TASK TO COMPLETE: Reproduce the lines below verbatim, leaving out the picture.

[Named object pointing entries]
┌──

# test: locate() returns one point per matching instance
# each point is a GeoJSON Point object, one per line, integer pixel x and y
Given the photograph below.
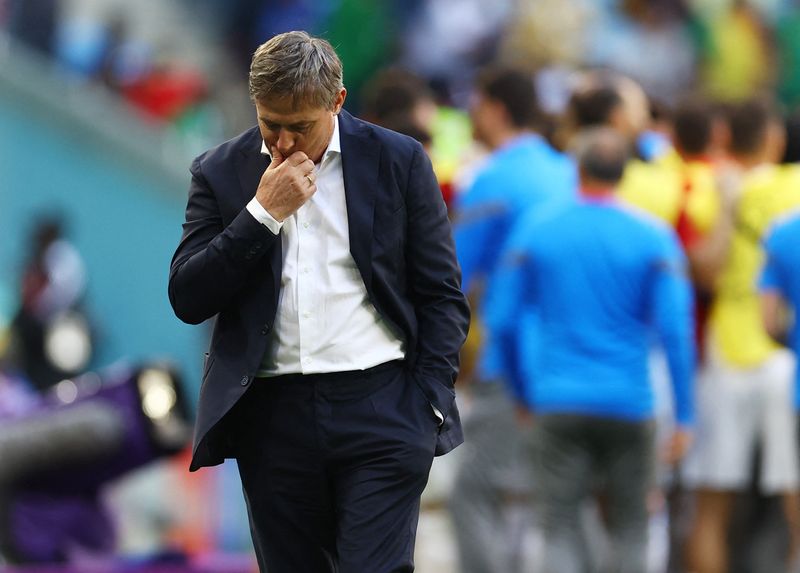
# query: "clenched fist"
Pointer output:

└──

EXERCISE SOLUTION:
# test: locate() returns one point per matching instance
# each point is a GeoJSON Point object, one per line, integer pixel x and y
Given the photograph below.
# query: "clenched fist"
Pointer output:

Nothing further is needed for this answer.